• **Texte fourni**
= = = = = = =

Peut-on, comme le prévoyait cette proposition de loi dans sa version initiale, légiférer dans le même cadre, et en considérant les mêmes enjeux, sur les chasses, qui sont étroitement liées à la préservation de la biodiversité, et sur l’élevage, qui interroge les modèles sociaux et économiques de l’agriculture ?
Quid, également, des animaux domestiques, absents du champ couvert par ce texte alors même que la Société protectrice des animaux, qui connaît des difficultés récurrentes, constate, avec la crise sanitaire, une recrudescence des actes de malveillance vis-à-vis des animaux de compagnie ?

Des sujets majeurs sont ainsi traités en un temps dérisoire : voilà une opportunité que le Gouvernement a d’ailleurs saisie pour court-circuiter le débat. Mme la ministre Barbara Pompili a d’ores et déjà annoncé deux interdictions : l’élevage de visons et la détention d’animaux sauvages dans les cirques. Elles seront votées, avec nos voix.

Revenons à la chasse : le texte initial concernait environ 5 % des chasses pratiquées dans notre pays, soit une part infime de cette pratique : 50 000 chasseurs sur 1 million recensés en France. La question portait sur le caractère vulnérant des méthodes employées et sur les souffrances infligées au gibier : les bêtes traquées lors des chasses à courre, qui posent également des problèmes en matière d’appropriation de l’espace et de sécurité des personnes ; la vénerie du blaireau, qui inclut des comportements inacceptables et des impacts sur les autres espèces qui cohabitent dans les terriers ; les chasses aux oiseaux de passage, insuffisamment sélectives, voire relevant du braconnage.

Dès lors, faut-il interdire quelques chasses ? Pourquoi pas, nous pouvons en discuter. Nous sommes en tout cas persuadés que toutes les chasses doivent être mieux contrôlées. Les indicateurs de la gendarmerie mentionnent 9 500 actes de cruauté ou mauvais traitements envers les animaux en 2018. Je vous rappelle également que le projet de loi portant création de l’Agence française de la biodiversité, l’AFB, prévoit que « le ministre de l’environnement pourrait déterminer le nombre maximal d’animaux des espèces soumises à gestion adaptative à prélever annuellement et les conditions spécifiques de la chasse de ces espèces ». Souvenez-vous aussi des deux décrets d’avril et juillet 2019 interdisant les pratiques intolérables de la vénerie sous terre et de celui de février 2019 limitant la chasse à courre.

La collectivité a besoin avant tout d’une stricte police de la chasse, ce qui me conduit à vous demander, madame la secrétaire d’État, si vous avez fait tous les efforts nécessaires – je parle d’investissement en hommes et en moyens – pour que cette police de l’environnement, cheville ouvrière de la biodiversité et du bien-être animal, soit physiquement opérationnelle dans nos bois, auprès de nos cours d’eau, à proximité des espaces cultivés.

= = = = = = =

• **Exercice 1**
Traduisez en anglais cette phrase du texte sur la chasse : « Nous sommes en tout cas persuadés que toutes les chasses doivent être mieux contrôlées. »
Le texte et les entrées n'ont aucun rapport entre eux.

= = = = = = =

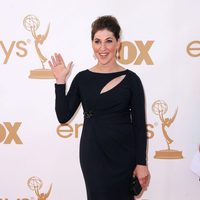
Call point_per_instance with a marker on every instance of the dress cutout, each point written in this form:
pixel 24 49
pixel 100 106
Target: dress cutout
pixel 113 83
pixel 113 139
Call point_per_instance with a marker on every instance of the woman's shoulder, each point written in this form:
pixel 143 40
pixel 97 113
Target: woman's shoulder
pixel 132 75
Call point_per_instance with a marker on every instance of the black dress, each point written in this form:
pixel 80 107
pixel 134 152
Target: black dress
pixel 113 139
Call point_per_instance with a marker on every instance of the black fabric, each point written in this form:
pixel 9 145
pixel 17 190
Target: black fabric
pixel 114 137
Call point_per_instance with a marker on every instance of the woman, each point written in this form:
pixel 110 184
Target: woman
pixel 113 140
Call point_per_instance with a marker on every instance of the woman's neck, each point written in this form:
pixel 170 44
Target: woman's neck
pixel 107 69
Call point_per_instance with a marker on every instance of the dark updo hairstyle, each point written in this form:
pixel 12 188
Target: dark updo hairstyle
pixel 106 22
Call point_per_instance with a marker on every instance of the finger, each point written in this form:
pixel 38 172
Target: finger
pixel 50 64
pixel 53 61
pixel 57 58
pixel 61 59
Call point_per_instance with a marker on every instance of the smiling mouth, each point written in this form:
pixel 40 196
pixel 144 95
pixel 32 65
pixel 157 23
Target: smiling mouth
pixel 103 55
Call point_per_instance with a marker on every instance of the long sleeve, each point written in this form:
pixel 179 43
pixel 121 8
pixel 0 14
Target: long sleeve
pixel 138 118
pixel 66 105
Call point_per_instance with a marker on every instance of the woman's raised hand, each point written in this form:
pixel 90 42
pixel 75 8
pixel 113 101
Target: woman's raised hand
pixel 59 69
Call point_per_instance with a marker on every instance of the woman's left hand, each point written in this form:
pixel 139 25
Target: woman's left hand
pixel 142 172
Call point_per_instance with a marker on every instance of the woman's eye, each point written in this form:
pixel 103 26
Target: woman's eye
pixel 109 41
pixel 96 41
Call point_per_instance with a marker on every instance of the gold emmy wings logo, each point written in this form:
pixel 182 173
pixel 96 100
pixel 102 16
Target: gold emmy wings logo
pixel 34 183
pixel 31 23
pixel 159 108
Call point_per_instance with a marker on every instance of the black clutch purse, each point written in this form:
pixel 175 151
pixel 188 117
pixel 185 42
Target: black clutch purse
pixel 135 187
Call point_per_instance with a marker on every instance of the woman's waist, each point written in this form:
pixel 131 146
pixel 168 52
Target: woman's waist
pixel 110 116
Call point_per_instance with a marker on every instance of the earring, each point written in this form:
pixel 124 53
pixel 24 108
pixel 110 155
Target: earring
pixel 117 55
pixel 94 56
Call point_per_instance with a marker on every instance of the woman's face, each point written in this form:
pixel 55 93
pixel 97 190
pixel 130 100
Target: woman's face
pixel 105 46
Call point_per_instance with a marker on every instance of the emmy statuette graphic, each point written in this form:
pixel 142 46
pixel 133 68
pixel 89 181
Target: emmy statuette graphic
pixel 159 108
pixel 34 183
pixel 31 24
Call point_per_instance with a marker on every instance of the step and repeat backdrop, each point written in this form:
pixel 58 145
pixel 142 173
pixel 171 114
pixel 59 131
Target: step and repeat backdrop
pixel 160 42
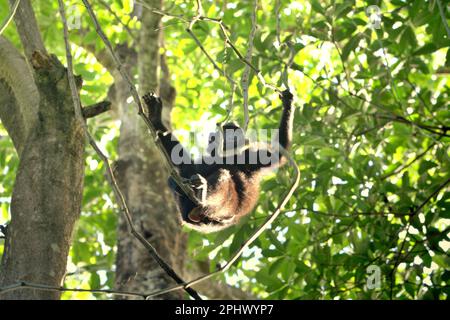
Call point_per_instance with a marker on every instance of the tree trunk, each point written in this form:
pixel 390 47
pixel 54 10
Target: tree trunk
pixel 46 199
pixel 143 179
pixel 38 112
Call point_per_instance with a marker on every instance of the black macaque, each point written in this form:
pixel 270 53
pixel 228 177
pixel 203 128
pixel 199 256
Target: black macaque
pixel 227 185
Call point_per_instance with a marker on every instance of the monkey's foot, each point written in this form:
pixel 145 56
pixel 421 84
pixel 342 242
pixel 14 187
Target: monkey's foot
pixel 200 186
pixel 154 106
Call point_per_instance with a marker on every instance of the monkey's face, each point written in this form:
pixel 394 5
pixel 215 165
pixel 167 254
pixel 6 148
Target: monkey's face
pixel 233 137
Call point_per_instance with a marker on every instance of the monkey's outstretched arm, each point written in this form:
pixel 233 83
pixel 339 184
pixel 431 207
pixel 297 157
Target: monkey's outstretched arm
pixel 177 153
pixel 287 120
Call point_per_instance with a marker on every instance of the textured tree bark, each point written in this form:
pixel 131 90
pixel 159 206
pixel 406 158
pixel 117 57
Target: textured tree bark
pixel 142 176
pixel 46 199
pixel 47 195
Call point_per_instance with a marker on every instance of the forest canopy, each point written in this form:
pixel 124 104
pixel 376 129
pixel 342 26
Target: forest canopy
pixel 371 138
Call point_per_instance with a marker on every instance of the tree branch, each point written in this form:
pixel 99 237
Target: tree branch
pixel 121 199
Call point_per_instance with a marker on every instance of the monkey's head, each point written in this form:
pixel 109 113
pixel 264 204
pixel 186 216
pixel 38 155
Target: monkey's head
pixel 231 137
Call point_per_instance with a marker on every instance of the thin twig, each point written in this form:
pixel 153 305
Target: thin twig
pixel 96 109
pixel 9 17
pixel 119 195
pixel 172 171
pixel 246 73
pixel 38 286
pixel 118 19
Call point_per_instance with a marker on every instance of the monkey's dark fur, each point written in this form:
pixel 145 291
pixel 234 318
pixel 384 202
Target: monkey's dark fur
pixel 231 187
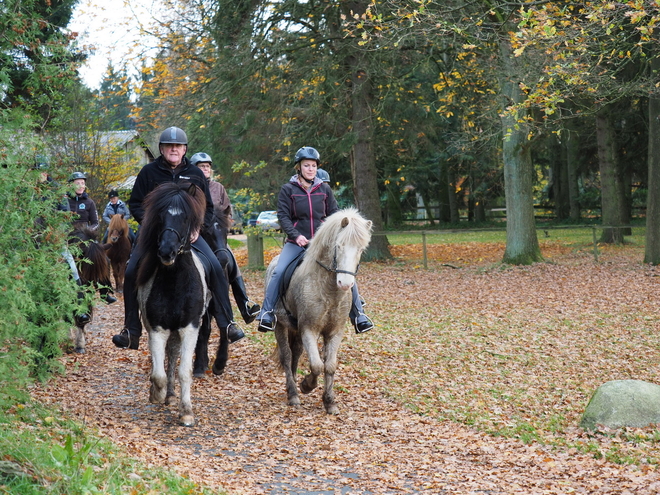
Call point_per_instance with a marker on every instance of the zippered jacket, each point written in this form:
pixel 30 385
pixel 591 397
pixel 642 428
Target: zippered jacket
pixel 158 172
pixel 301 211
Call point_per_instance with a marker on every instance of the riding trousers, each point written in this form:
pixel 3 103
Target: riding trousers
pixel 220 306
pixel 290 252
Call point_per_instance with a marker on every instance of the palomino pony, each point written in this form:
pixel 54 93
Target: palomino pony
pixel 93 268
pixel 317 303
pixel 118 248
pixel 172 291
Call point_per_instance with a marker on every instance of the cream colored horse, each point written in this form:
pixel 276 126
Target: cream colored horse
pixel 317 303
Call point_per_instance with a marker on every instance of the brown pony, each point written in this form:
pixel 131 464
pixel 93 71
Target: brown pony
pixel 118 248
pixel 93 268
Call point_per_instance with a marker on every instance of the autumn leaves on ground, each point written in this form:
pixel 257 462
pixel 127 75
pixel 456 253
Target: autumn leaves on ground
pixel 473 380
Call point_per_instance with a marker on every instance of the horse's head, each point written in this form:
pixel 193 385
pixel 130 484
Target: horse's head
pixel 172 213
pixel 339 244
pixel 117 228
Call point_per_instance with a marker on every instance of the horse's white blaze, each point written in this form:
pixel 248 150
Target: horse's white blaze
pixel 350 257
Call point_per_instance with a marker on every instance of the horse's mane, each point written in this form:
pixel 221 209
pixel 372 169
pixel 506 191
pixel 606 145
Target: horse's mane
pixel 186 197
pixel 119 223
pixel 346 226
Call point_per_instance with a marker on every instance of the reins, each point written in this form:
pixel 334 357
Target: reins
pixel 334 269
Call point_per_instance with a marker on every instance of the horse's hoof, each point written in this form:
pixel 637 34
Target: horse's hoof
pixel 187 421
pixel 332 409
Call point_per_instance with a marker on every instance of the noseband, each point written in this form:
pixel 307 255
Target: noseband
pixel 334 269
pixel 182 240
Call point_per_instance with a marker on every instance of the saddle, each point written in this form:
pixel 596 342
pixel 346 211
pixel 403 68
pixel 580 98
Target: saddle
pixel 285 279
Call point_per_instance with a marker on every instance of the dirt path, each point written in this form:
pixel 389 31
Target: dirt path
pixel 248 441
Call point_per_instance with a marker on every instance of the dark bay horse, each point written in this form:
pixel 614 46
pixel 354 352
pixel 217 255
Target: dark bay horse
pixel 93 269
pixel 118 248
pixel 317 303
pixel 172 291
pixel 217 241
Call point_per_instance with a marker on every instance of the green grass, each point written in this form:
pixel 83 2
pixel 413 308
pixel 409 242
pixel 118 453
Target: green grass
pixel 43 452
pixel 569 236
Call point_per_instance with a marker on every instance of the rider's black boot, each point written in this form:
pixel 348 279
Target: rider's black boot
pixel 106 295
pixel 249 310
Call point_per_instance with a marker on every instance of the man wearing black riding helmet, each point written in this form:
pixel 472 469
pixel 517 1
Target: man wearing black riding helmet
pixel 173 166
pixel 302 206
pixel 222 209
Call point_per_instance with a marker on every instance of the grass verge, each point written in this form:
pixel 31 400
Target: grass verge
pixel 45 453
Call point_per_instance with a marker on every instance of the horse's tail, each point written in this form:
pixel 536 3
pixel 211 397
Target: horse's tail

= = = = = = =

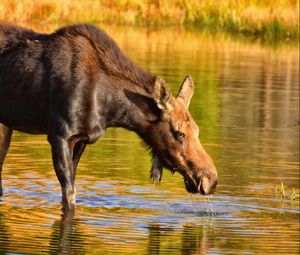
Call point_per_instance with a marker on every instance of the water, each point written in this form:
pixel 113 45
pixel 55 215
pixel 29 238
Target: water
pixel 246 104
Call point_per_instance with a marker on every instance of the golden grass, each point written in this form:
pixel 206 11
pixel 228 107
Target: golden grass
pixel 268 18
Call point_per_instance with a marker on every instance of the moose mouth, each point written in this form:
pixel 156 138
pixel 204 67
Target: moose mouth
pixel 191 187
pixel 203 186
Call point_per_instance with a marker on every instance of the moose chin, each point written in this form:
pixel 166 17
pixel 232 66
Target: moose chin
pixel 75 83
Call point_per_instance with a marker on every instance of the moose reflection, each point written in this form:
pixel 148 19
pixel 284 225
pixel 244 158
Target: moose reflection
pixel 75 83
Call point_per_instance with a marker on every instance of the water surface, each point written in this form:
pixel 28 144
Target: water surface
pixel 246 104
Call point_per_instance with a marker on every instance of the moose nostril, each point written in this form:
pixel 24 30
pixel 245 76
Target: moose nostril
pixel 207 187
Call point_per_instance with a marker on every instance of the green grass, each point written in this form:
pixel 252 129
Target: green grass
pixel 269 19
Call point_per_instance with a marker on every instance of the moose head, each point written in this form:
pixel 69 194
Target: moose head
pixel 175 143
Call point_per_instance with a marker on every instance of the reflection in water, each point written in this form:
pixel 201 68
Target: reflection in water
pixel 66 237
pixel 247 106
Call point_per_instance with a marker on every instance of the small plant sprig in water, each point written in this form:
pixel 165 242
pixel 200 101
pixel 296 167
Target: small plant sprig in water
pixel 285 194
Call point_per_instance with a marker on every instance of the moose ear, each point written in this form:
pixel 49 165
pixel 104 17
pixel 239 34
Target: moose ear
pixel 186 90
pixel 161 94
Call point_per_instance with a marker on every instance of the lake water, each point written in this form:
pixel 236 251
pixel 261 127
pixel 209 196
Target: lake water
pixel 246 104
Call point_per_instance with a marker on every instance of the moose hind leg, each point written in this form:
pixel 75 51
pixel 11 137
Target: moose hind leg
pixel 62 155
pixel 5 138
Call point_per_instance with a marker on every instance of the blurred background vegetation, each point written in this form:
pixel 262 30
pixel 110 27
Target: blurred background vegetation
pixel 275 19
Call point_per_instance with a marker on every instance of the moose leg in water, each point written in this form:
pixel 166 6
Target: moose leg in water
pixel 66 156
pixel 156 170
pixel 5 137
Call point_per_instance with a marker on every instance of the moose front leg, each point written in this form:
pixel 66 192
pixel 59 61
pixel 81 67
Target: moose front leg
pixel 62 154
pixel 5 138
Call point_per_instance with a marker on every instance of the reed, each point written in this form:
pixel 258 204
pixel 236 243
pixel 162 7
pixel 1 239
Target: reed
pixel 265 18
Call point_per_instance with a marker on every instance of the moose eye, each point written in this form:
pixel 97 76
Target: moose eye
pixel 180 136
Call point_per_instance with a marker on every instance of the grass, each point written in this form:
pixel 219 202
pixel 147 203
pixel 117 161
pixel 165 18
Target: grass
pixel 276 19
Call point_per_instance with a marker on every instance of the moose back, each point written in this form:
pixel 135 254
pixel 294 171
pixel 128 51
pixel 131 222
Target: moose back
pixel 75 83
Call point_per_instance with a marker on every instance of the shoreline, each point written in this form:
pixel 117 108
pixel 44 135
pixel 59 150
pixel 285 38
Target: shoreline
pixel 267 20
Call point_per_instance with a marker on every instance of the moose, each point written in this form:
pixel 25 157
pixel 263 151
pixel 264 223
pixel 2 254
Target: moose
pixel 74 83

= = = = = = =

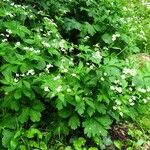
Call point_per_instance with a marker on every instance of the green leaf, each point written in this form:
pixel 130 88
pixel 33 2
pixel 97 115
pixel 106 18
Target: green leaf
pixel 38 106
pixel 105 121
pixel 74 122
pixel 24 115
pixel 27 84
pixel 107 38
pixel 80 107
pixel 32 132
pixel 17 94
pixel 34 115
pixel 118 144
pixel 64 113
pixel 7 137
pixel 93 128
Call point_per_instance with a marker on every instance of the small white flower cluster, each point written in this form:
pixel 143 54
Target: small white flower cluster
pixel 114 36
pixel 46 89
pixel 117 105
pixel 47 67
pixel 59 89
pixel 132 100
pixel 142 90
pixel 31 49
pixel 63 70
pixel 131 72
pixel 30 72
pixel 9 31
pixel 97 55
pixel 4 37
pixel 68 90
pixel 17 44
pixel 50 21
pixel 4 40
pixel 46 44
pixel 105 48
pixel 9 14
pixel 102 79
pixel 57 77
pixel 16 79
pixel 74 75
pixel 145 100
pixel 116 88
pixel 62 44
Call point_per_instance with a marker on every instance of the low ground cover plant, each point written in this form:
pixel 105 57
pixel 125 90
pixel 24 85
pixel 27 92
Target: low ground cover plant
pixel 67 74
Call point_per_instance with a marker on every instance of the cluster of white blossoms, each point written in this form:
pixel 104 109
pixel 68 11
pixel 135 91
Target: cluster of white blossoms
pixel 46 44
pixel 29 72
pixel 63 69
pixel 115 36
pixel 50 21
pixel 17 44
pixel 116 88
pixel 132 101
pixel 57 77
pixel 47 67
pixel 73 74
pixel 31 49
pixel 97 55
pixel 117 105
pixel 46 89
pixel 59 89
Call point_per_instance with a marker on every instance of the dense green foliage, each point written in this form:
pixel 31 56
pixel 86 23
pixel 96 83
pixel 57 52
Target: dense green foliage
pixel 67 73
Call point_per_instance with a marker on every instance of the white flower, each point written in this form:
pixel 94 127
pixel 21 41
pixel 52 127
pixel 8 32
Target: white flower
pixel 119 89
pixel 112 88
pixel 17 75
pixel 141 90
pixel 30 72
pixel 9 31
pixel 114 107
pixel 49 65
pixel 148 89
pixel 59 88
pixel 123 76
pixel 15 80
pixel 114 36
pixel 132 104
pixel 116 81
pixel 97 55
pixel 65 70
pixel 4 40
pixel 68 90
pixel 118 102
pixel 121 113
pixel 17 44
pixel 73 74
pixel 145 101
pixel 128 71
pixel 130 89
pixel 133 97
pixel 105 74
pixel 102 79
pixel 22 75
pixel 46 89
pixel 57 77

= = = = = = =

• **Exercice 2**
Reproduisez à l'identique les lignes des entrées, en partant de la ligne qui contient « of the dress » et en continuant jusqu'à la ligne qui contient « pixel 66 105 », ces deux lignes comprises.

• **Réponse complète 1**
In any case, we are convinced that all forms of hunting must be better regulated.

• **Réponse complète 2**
Call point_per_instance with a marker on every instance of the dress cutout, each point written in this form:
pixel 24 49
pixel 100 106
Target: dress cutout
pixel 113 83
pixel 113 139
Call point_per_instance with a marker on every instance of the woman's shoulder, each point written in this form:
pixel 143 40
pixel 97 113
Target: woman's shoulder
pixel 132 75
Call point_per_instance with a marker on every instance of the black dress, each point written in this form:
pixel 80 107
pixel 134 152
Target: black dress
pixel 113 139
Call point_per_instance with a marker on every instance of the black fabric, each point written in this form:
pixel 9 145
pixel 17 190
Target: black fabric
pixel 114 137
Call point_per_instance with a marker on every instance of the woman, each point written in this form:
pixel 110 184
Target: woman
pixel 113 140
Call point_per_instance with a marker on every instance of the woman's neck, each point written in this form:
pixel 170 44
Target: woman's neck
pixel 107 69
Call point_per_instance with a marker on every instance of the dark updo hairstyle, each point written in this form:
pixel 12 188
Target: dark updo hairstyle
pixel 106 22
Call point_per_instance with a marker on every instance of the finger, each point written in this form:
pixel 38 172
Target: finger
pixel 50 64
pixel 53 61
pixel 57 58
pixel 61 59
Call point_per_instance with a marker on every instance of the smiling mouth, each point written in this form:
pixel 40 196
pixel 144 95
pixel 32 65
pixel 157 23
Target: smiling mouth
pixel 103 55
Call point_per_instance with a marker on every instance of the long sleeve, each point written in this form:
pixel 179 43
pixel 121 8
pixel 0 14
Target: long sleeve
pixel 138 118
pixel 66 105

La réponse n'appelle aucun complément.